■ **TASK DESCRIPTION**: Would you please restate all of the entries exactly, apart from the pictures?

MATERIAL TO PROCESS Start Marker

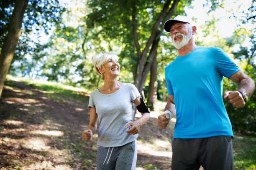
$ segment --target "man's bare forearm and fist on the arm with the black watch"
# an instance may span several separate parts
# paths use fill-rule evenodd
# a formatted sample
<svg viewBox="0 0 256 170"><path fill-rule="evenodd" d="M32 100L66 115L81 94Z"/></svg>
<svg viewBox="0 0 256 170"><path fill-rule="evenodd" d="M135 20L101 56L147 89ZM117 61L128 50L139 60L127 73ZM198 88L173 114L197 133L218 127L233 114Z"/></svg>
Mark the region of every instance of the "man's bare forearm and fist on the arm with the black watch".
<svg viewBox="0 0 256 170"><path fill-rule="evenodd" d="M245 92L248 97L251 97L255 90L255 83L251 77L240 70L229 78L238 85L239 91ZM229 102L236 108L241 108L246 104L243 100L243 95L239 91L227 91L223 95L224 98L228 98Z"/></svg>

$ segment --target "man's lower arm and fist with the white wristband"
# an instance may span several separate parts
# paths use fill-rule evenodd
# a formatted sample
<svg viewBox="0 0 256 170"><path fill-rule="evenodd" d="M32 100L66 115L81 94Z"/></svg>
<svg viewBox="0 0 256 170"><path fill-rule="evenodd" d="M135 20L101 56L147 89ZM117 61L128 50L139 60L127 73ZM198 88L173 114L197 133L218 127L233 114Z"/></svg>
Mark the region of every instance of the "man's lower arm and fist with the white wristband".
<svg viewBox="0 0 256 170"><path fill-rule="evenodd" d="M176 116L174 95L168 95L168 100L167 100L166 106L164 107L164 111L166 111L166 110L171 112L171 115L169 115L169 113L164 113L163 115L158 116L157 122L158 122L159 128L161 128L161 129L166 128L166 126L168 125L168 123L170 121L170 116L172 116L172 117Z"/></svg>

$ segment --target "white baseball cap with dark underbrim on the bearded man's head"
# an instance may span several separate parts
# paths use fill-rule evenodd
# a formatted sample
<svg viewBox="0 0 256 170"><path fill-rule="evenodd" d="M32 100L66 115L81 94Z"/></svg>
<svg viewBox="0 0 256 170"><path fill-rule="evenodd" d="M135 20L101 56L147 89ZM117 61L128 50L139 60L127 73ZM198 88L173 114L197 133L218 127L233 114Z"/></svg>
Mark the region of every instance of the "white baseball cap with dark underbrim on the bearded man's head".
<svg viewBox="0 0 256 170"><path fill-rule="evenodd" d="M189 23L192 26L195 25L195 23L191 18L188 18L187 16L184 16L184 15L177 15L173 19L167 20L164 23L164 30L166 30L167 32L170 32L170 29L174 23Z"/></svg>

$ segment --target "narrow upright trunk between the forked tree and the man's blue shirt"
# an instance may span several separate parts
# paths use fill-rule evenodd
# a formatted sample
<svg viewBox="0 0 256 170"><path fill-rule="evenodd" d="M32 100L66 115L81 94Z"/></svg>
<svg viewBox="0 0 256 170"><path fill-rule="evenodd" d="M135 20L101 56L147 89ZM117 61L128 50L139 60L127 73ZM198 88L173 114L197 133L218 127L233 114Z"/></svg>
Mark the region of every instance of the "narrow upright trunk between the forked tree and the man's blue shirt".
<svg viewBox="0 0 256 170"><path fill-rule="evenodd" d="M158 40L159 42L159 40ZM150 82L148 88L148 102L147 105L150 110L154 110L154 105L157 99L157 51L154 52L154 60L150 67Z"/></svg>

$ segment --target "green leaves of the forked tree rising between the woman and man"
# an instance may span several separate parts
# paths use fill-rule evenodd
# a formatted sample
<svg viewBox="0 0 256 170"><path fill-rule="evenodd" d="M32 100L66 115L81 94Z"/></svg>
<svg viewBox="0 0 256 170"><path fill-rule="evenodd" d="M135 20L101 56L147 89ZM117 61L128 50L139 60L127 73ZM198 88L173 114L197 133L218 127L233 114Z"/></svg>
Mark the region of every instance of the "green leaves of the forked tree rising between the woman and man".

MATERIAL TO PROCESS End Marker

■ **EXERCISE OUTPUT**:
$ segment --target "man's bare forearm and fist on the arm with the black watch"
# an instance may span several separate parts
# paths use fill-rule evenodd
# a formatted sample
<svg viewBox="0 0 256 170"><path fill-rule="evenodd" d="M32 100L66 115L81 94Z"/></svg>
<svg viewBox="0 0 256 170"><path fill-rule="evenodd" d="M135 20L101 56L147 89ZM117 61L128 50L139 60L127 73ZM198 88L173 114L197 133L218 127L233 114Z"/></svg>
Mark the region of every instance of the "man's bare forearm and fist on the arm with the black watch".
<svg viewBox="0 0 256 170"><path fill-rule="evenodd" d="M245 92L248 97L251 97L255 90L255 83L251 77L240 70L229 78L238 85L239 91ZM229 102L236 108L241 108L246 104L243 100L243 95L239 91L227 91L223 95L224 98L228 98Z"/></svg>

$ segment --target "man's lower arm and fist with the white wristband"
# an instance may span several separate parts
# paths use fill-rule evenodd
# a formatted sample
<svg viewBox="0 0 256 170"><path fill-rule="evenodd" d="M32 100L66 115L81 94Z"/></svg>
<svg viewBox="0 0 256 170"><path fill-rule="evenodd" d="M135 20L101 56L147 89ZM117 61L128 50L139 60L127 73ZM198 88L173 114L197 133L218 127L233 114Z"/></svg>
Mark the region of every instance of the "man's lower arm and fist with the white wristband".
<svg viewBox="0 0 256 170"><path fill-rule="evenodd" d="M176 116L174 95L168 95L168 100L167 100L166 106L164 107L164 111L166 111L166 110L171 112L171 115L169 115L169 113L164 113L163 115L158 116L157 122L158 122L159 128L161 128L161 129L166 128L166 126L168 125L168 123L170 121L170 116L172 116L172 117Z"/></svg>

$ segment --target "white baseball cap with dark underbrim on the bearded man's head"
# an instance may span several separate parts
# paths use fill-rule evenodd
# a formatted sample
<svg viewBox="0 0 256 170"><path fill-rule="evenodd" d="M32 100L66 115L81 94Z"/></svg>
<svg viewBox="0 0 256 170"><path fill-rule="evenodd" d="M135 20L101 56L147 89ZM117 61L128 50L139 60L127 73ZM198 88L173 114L197 133L218 127L233 114Z"/></svg>
Mark the region of every instance of the "white baseball cap with dark underbrim on the bearded man's head".
<svg viewBox="0 0 256 170"><path fill-rule="evenodd" d="M189 23L192 26L195 25L195 23L191 18L188 18L187 16L184 16L184 15L177 15L173 19L167 20L164 23L164 30L166 30L167 32L170 32L170 29L174 23Z"/></svg>

$ segment --target "narrow upright trunk between the forked tree and the man's blue shirt"
# an instance may span several separate parts
# paths use fill-rule evenodd
# a formatted sample
<svg viewBox="0 0 256 170"><path fill-rule="evenodd" d="M32 100L66 115L81 94Z"/></svg>
<svg viewBox="0 0 256 170"><path fill-rule="evenodd" d="M135 20L101 56L147 89ZM117 61L128 50L139 60L127 73ZM198 88L173 114L197 133L218 127L233 114Z"/></svg>
Mark the region of every instance of the "narrow upright trunk between the forked tree and the man's blue shirt".
<svg viewBox="0 0 256 170"><path fill-rule="evenodd" d="M158 40L159 42L159 40ZM150 82L148 88L148 102L147 105L150 110L154 110L154 105L157 99L157 51L154 52L154 60L150 67Z"/></svg>

$ segment --target "green leaves of the forked tree rising between the woman and man"
# an instance may span several separate parts
# paths use fill-rule evenodd
# a formatted sample
<svg viewBox="0 0 256 170"><path fill-rule="evenodd" d="M32 100L66 115L81 94Z"/></svg>
<svg viewBox="0 0 256 170"><path fill-rule="evenodd" d="M135 20L101 56L147 89ZM117 61L128 50L139 60L127 73ZM198 88L173 114L197 133L218 127L233 114Z"/></svg>
Mark the region of every instance of the "green leaves of the forked tree rising between the woman and man".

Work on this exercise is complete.